EXERCISE INSTRUCTIONS
1. Using the passage on blockchain participants and rollback, decide whether each statement agrees with it: (a) participants can take the form of roles in chaincodes; (b) organizations are described as the least limited kind of participant; (c) the limits are described as too low for serious work. Answer yes or no for each, quoting the deciding words of the passage exactly.
2. Write the next part of the passage on blockchain participants and rollback, starting after its final sentence and keeping the same voice.

Of course there will be limits. But they are, for practical purposes, high enough to allow serious work to be done. Participants can take several forms:

  • organizations with a separate identity and potentially with their own CA, MSP, orders, endorsers, and committers in any combination
  • roles in chaincodes
  • identities with a specific role in an organization

The most limited will be organizations and peers etc, but a consortium can still be big enough to accommodate more than a small number of these to my knowledge. Roles and identities are dependent on your needs and the design of your smart contracts. Unless you are stress testing, how many of each do you really need? (Identities will be of course be largest in number, but the system is designed with that in mind, again to my knowledge).

So my point here is that the limits should be adequate for most practical purposes.

Also, is there rollback (ACID compliant, example) if the submission of a transaction fails?

The whole point of a blockchain is to provide a transparent, distributed ledger with perfect consistency at all times. So the answer is yes.

Note, though, that roll-back simply means that at transaction succeeds or fails and that all copies of the ledger will have the identical result. If the transaction fails, then none of its changes will appear in the ledger.

[Position annotation records]
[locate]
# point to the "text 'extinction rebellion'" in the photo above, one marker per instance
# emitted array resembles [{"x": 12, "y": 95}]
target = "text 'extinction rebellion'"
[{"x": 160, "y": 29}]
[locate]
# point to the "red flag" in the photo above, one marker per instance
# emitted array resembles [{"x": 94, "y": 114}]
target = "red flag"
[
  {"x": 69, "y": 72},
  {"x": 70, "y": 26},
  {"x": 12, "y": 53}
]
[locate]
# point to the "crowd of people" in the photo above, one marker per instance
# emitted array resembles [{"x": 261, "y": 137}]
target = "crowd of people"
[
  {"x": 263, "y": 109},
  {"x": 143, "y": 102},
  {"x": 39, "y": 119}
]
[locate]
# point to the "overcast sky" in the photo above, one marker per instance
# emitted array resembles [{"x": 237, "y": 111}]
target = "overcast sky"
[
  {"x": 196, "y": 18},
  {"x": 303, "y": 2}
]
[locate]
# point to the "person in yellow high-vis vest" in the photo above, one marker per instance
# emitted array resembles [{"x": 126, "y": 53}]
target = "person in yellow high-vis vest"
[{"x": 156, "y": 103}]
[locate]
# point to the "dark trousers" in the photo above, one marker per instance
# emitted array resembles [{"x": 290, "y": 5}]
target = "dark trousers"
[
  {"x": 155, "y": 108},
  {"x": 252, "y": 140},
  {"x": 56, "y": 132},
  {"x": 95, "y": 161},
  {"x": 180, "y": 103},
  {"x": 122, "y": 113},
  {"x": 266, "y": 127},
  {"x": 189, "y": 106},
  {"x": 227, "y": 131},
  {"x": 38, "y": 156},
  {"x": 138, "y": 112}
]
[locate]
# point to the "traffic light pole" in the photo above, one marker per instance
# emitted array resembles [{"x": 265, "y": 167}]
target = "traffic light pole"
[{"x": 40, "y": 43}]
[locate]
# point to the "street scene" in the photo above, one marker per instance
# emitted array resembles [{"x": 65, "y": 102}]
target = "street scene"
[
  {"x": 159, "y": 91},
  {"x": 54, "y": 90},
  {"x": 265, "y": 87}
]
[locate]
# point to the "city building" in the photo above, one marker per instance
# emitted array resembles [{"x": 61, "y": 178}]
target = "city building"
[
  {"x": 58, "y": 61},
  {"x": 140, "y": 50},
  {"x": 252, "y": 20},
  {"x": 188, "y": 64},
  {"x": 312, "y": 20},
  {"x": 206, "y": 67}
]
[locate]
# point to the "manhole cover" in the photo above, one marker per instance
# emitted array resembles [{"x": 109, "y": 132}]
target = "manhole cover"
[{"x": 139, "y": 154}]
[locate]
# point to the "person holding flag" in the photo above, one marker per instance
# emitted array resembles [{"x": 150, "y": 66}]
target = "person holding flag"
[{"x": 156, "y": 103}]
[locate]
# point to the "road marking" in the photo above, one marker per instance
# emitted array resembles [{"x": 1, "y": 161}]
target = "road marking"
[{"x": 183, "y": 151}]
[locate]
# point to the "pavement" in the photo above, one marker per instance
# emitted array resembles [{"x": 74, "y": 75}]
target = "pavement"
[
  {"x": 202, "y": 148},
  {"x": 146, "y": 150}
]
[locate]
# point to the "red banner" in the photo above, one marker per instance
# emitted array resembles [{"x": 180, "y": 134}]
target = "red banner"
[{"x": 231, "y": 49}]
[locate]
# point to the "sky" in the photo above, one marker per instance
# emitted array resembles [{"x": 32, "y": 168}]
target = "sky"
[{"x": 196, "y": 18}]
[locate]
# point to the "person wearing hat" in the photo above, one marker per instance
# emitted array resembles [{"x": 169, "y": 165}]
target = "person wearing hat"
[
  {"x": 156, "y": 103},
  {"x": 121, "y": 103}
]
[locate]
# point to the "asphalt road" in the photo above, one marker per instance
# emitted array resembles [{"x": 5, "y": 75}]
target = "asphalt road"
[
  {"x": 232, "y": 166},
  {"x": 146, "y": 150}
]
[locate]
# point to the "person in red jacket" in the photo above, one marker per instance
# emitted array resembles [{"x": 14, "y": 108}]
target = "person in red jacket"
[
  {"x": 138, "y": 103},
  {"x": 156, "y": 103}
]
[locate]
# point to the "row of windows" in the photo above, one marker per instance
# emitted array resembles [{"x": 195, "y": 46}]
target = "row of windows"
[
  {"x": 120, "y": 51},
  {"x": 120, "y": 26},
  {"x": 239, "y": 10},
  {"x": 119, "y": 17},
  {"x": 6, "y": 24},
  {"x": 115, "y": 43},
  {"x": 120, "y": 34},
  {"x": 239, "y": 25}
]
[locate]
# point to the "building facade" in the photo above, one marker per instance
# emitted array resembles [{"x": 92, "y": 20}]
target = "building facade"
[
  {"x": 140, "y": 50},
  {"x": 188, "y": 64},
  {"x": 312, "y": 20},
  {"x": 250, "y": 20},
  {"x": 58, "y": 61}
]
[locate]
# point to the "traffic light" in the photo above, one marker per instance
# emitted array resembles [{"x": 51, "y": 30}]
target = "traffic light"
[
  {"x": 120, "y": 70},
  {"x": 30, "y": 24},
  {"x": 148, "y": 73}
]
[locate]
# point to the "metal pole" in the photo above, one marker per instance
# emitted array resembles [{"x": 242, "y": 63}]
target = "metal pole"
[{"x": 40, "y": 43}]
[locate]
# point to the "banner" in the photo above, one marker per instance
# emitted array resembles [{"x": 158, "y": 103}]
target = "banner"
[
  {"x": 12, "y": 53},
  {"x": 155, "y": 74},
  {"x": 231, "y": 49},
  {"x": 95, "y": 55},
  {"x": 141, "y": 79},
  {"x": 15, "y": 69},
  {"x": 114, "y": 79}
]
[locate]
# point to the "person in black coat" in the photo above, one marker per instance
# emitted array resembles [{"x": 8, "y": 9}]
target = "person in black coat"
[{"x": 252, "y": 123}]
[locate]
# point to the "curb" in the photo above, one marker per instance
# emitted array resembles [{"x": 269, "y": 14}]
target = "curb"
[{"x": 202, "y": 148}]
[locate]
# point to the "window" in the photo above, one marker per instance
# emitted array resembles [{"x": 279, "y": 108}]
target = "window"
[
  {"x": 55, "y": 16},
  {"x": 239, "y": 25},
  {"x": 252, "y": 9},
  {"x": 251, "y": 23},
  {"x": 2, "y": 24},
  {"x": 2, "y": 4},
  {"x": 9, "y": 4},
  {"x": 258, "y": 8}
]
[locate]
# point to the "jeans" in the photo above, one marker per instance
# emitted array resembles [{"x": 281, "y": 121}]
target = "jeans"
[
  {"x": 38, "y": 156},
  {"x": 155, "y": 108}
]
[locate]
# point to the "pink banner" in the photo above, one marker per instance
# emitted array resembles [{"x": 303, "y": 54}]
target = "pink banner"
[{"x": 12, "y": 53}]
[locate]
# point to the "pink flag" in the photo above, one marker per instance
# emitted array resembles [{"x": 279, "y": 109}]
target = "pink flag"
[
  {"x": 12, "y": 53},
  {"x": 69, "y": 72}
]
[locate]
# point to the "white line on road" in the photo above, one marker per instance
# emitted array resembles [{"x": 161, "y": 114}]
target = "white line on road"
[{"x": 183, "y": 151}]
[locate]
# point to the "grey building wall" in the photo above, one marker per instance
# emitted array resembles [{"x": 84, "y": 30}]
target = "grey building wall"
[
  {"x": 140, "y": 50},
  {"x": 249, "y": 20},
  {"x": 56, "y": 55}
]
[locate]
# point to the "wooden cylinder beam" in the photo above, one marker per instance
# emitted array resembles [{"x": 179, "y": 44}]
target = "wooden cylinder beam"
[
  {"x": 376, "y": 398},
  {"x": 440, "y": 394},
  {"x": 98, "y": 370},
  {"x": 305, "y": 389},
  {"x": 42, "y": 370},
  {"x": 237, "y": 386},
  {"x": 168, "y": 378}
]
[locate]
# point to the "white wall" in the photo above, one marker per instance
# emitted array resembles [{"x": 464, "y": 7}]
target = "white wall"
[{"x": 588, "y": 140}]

OUTPUTS
1.
(a) Yes: "roles in chaincodes"
(b) No: "The most limited will be organizations and peers etc"
(c) No: "they are, for practical purposes, high enough to allow serious work to be done"

2.
Transaction failure modes:

  • Fail during endorsement happens when the chaincode chooses to fail the transaction for violation of business rules or for internal errors.

  • Fail during commit happens when two transactions execute in parallel (for practical purposes that is -- they could execute too close together and get the same effect) and (a) touch the same keys, and (b) end up in the same block. In this case, the endorsers happily create the read / write sets for both, but the committers find that the second transaction is reading an invalid version of a key that was updated by an earlier transaction in the same block. The read / write set is never applied, thus providing the roll-back.

The solution to consistent failures during commit is to add flow control into the application. You cannot solve that in the chaincode.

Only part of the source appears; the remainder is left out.